Items from a dataset:
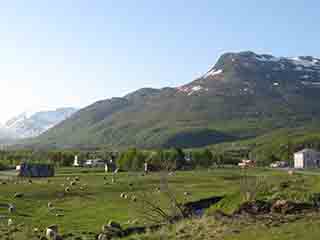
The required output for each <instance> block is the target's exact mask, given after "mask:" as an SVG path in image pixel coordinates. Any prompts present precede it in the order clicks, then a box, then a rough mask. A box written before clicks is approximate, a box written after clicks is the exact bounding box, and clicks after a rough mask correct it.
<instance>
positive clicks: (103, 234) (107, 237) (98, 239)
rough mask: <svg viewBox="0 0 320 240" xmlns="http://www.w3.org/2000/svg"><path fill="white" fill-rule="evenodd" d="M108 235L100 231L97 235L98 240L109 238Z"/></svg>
mask: <svg viewBox="0 0 320 240" xmlns="http://www.w3.org/2000/svg"><path fill="white" fill-rule="evenodd" d="M109 239H110V237H109V236H108V235H107V234H104V233H100V234H99V236H98V240H109Z"/></svg>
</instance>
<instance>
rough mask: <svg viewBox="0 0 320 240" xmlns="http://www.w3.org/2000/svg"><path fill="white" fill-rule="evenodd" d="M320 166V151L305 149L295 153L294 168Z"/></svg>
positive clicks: (294, 156)
mask: <svg viewBox="0 0 320 240" xmlns="http://www.w3.org/2000/svg"><path fill="white" fill-rule="evenodd" d="M319 166H320V153H319V152H317V151H315V150H313V149H309V148H306V149H303V150H301V151H299V152H296V153H295V154H294V168H317V167H319Z"/></svg>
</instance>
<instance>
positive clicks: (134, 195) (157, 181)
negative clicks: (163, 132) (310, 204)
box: [0, 168, 320, 240]
mask: <svg viewBox="0 0 320 240" xmlns="http://www.w3.org/2000/svg"><path fill="white" fill-rule="evenodd" d="M244 174H245V175H246V176H249V177H261V178H264V179H266V180H267V181H268V184H270V185H272V186H273V187H274V188H277V187H278V186H279V185H281V183H282V182H287V181H288V179H290V181H291V182H292V183H295V185H294V186H290V188H289V189H286V190H281V189H280V190H279V188H277V190H275V191H276V192H274V193H272V194H278V195H279V194H280V195H281V194H282V196H281V197H282V198H286V197H287V198H290V199H294V200H301V201H302V200H303V201H304V200H307V199H308V196H309V195H310V194H311V193H312V192H314V193H316V192H320V181H319V180H320V176H317V175H305V174H295V175H293V176H289V175H288V173H287V171H274V170H267V169H252V170H246V171H245V172H244V171H243V170H240V169H237V168H230V169H222V168H221V169H209V170H195V171H181V172H175V173H174V174H172V175H168V174H166V176H165V179H166V181H167V182H168V186H169V189H170V190H171V191H172V192H173V193H174V195H175V196H176V198H177V199H178V201H179V202H190V201H196V200H199V199H204V198H208V197H213V196H224V199H223V200H222V201H220V202H219V203H218V204H216V205H215V206H212V207H211V208H210V209H207V210H206V214H208V215H210V213H211V212H213V211H215V210H216V209H221V210H223V211H225V212H232V211H234V210H235V209H236V208H237V207H238V206H239V205H240V203H241V201H242V199H241V197H240V194H241V193H240V192H241V189H240V188H241V186H240V179H241V178H243V176H244ZM0 176H1V172H0ZM5 178H6V177H5V176H4V175H2V179H0V182H2V183H5V184H1V185H0V193H1V194H0V206H1V204H7V203H10V204H13V205H14V206H15V208H16V211H15V212H13V213H9V212H8V209H7V208H5V207H0V230H1V229H2V230H1V231H0V239H2V238H3V239H9V238H6V237H7V235H5V232H6V230H7V229H8V227H7V223H8V219H9V218H11V219H12V220H13V222H14V226H15V227H16V228H18V229H19V231H18V232H15V233H13V235H14V238H12V239H18V240H20V239H21V240H23V239H32V237H31V236H33V235H32V234H31V233H32V232H34V231H35V229H36V230H38V231H39V232H40V233H42V232H43V231H44V229H45V228H46V227H47V226H49V225H52V224H57V225H58V226H59V232H61V233H62V234H65V235H66V236H67V235H68V234H69V235H70V236H73V237H74V236H85V235H86V236H87V237H86V238H85V237H83V239H90V238H89V236H90V235H91V237H92V239H94V238H93V237H94V236H95V234H97V233H99V231H100V230H101V226H102V225H103V224H106V223H107V222H108V221H109V220H113V221H116V222H119V223H120V224H121V226H122V227H124V228H125V227H129V226H133V225H137V226H141V225H144V224H147V221H146V219H144V217H143V215H141V205H139V197H145V198H150V199H152V200H154V201H157V202H158V203H159V205H160V206H162V207H163V208H164V209H166V208H167V206H168V204H169V202H168V199H166V196H164V195H162V194H161V192H159V187H160V185H161V182H162V181H163V179H164V175H163V174H162V173H151V174H148V175H144V174H142V173H141V172H123V173H118V174H116V175H115V177H114V182H113V181H112V178H113V175H112V174H106V173H104V172H103V171H101V170H99V169H83V168H81V169H80V168H79V169H77V168H61V169H58V171H57V174H56V176H55V177H53V178H41V179H32V180H31V181H29V179H15V178H12V179H11V180H5ZM75 179H78V181H76V180H75ZM71 182H75V183H74V184H75V185H72V184H71ZM67 187H68V188H69V190H70V191H69V192H66V191H65V189H66V188H67ZM186 192H187V193H188V195H187V196H186V194H185V193H186ZM17 193H22V194H23V196H21V197H15V194H17ZM121 193H126V194H127V195H128V196H129V198H128V199H124V198H121V197H120V195H121ZM270 194H271V193H270ZM131 196H136V197H137V199H138V201H137V202H133V201H131V200H130V197H131ZM49 203H50V205H52V207H48V204H49ZM168 209H169V208H168ZM197 221H199V220H197ZM208 222H210V221H208ZM196 225H197V223H195V226H196ZM246 229H247V228H245V229H244V230H246ZM170 231H173V230H172V229H171V230H168V233H170ZM261 231H262V230H261ZM244 232H245V231H244ZM249 233H250V231H249ZM249 233H247V235H245V236H249V235H250V234H249ZM258 233H259V231H257V234H258ZM1 234H2V235H1ZM28 234H30V235H28ZM172 234H173V235H176V233H173V232H172ZM243 234H245V233H243ZM173 235H172V236H173ZM152 236H153V237H156V236H158V235H157V234H152ZM170 236H171V235H170V234H169V235H167V237H168V238H171V237H170ZM140 237H142V238H145V237H148V235H144V236H139V238H137V239H140ZM149 237H150V236H149ZM35 239H36V238H35ZM70 239H74V238H70ZM79 239H82V238H79ZM134 239H136V238H134ZM145 239H147V238H145ZM150 239H151V238H150ZM204 239H205V238H204ZM208 239H210V238H208ZM239 239H241V238H239ZM247 239H250V238H247Z"/></svg>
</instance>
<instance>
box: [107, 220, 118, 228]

_Exercise_
The records shown above are to be repeated exactly, with the pictures left out.

_Task answer_
The required output for each <instance> block is the target's exact mask, given after "mask:" as an SVG path in image pixel coordinates. Any prompts present precede it in the order clicks, then a box, then a rough mask. A box written before clicks is approximate, a box written after clicks is the exact bounding box, and clicks after a rough mask correct it.
<instance>
positive clicks: (103, 234) (107, 237) (98, 239)
rough mask: <svg viewBox="0 0 320 240" xmlns="http://www.w3.org/2000/svg"><path fill="white" fill-rule="evenodd" d="M108 235L100 231L97 235L98 240L109 238Z"/></svg>
mask: <svg viewBox="0 0 320 240" xmlns="http://www.w3.org/2000/svg"><path fill="white" fill-rule="evenodd" d="M109 239H110V237H109V236H108V235H107V234H104V233H100V234H99V236H98V240H109Z"/></svg>
</instance>
<instance>
rough mask: <svg viewBox="0 0 320 240" xmlns="http://www.w3.org/2000/svg"><path fill="white" fill-rule="evenodd" d="M320 166V151L305 149L295 153L294 168Z"/></svg>
positive clicks: (294, 156)
mask: <svg viewBox="0 0 320 240" xmlns="http://www.w3.org/2000/svg"><path fill="white" fill-rule="evenodd" d="M319 166H320V153H319V152H317V151H315V150H313V149H309V148H306V149H303V150H301V151H299V152H296V153H295V154H294V168H317V167H319Z"/></svg>
</instance>
<instance>
positive clicks: (134, 195) (157, 181)
negative clicks: (163, 132) (310, 204)
box: [0, 168, 320, 240]
mask: <svg viewBox="0 0 320 240" xmlns="http://www.w3.org/2000/svg"><path fill="white" fill-rule="evenodd" d="M244 174H245V175H246V176H249V177H261V178H264V179H266V180H267V181H268V184H270V185H272V186H273V187H274V188H277V187H278V186H279V185H281V183H282V182H287V181H288V179H290V181H291V182H292V183H295V185H294V186H290V188H289V189H286V190H281V189H280V190H279V188H277V190H275V191H276V192H274V193H272V194H278V195H279V194H280V195H281V194H282V196H281V197H282V198H286V197H287V198H290V199H294V200H301V201H302V200H303V201H304V200H307V199H308V196H309V195H310V194H311V193H312V192H314V193H316V192H320V181H319V180H320V176H317V175H305V174H295V175H293V176H289V175H288V173H287V171H274V170H267V169H252V170H246V171H245V172H244V171H243V170H240V169H237V168H230V169H222V168H221V169H209V170H195V171H181V172H175V173H174V174H172V175H168V174H166V176H165V179H166V181H167V182H168V186H169V189H170V190H171V191H172V192H173V193H174V195H175V196H176V198H177V199H178V201H179V202H190V201H196V200H199V199H204V198H208V197H213V196H224V199H223V200H222V201H220V202H219V203H218V204H216V205H215V206H212V207H211V208H210V209H207V210H206V214H208V215H210V213H211V212H213V211H215V210H216V209H221V210H223V211H225V212H232V211H234V210H235V209H236V208H237V207H238V206H239V205H240V203H241V201H242V199H241V197H240V194H241V193H240V192H241V189H240V188H241V186H240V179H241V178H243V176H244ZM0 176H1V172H0ZM5 178H6V177H5V176H4V175H2V179H0V182H2V183H5V184H1V185H0V193H1V194H0V206H1V204H7V203H10V204H13V205H14V206H15V208H16V211H15V212H13V213H9V212H8V209H7V208H5V207H0V230H1V229H2V230H1V231H0V239H2V238H3V239H9V238H6V237H7V235H5V232H6V230H7V229H8V227H7V223H8V219H9V218H11V219H12V220H13V222H14V226H15V227H16V228H18V229H19V231H18V232H15V233H13V235H14V238H12V239H18V240H20V239H21V240H23V239H32V237H31V236H33V235H32V234H31V233H32V232H34V231H35V229H36V230H38V231H39V232H40V233H42V232H43V231H44V229H45V228H46V227H47V226H49V225H52V224H57V225H58V226H59V232H61V233H62V234H65V235H66V236H67V235H68V234H69V235H70V236H73V237H74V236H85V235H86V236H87V237H86V238H85V237H83V239H90V238H89V236H90V235H91V237H92V239H94V238H93V237H94V236H95V234H97V233H99V231H100V230H101V226H102V225H103V224H106V223H107V222H108V221H109V220H113V221H116V222H119V223H120V224H121V226H122V227H124V228H125V227H129V226H133V225H137V226H141V225H144V224H147V221H146V219H144V217H143V215H141V205H139V197H145V198H150V199H152V200H154V201H157V202H158V203H159V205H160V206H162V207H163V208H164V209H166V208H167V206H168V204H169V202H168V199H166V196H164V195H162V194H161V192H159V187H160V185H161V182H162V181H163V179H164V175H163V174H162V173H151V174H148V175H144V174H142V173H141V172H123V173H118V174H116V175H115V177H114V182H113V181H112V178H113V175H112V174H106V173H104V172H103V171H101V170H99V169H83V168H81V169H80V168H79V169H77V168H61V169H58V171H57V174H56V176H55V177H53V178H41V179H32V180H31V181H29V179H15V178H12V179H11V180H5ZM75 179H78V181H76V180H75ZM71 182H75V183H74V184H75V185H72V184H71ZM67 187H68V188H69V190H70V191H69V192H66V191H65V189H66V188H67ZM186 192H187V193H188V195H187V196H186V194H185V193H186ZM17 193H22V194H23V196H21V197H15V194H17ZM121 193H126V194H127V195H128V196H129V198H128V199H124V198H121V197H120V195H121ZM270 194H271V193H270ZM131 196H136V197H137V199H138V201H137V202H133V201H131V200H130V197H131ZM49 203H50V205H52V207H48V204H49ZM168 209H169V208H168ZM197 221H199V220H197ZM208 222H210V221H208ZM196 225H197V223H195V226H196ZM246 229H247V228H245V229H244V230H246ZM170 231H173V230H172V229H171V230H168V233H170ZM261 231H262V230H261ZM244 232H245V231H244ZM249 233H250V231H249ZM249 233H247V235H245V236H249V235H250V234H249ZM258 233H259V231H257V234H258ZM1 234H2V235H1ZM28 234H30V235H28ZM172 234H173V235H176V233H173V232H172ZM243 234H245V233H243ZM173 235H172V236H173ZM152 236H153V237H156V236H158V235H157V234H152ZM170 236H171V235H170V234H169V235H167V237H168V238H171V237H170ZM140 237H142V238H145V237H148V235H144V236H139V238H137V239H140ZM149 237H150V236H149ZM35 239H36V238H35ZM70 239H74V238H70ZM79 239H82V238H79ZM134 239H136V238H134ZM145 239H147V238H145ZM150 239H151V238H150ZM204 239H205V238H204ZM208 239H210V238H208ZM239 239H241V238H239ZM247 239H250V238H247Z"/></svg>
</instance>
<instance>
box: [107, 220, 118, 228]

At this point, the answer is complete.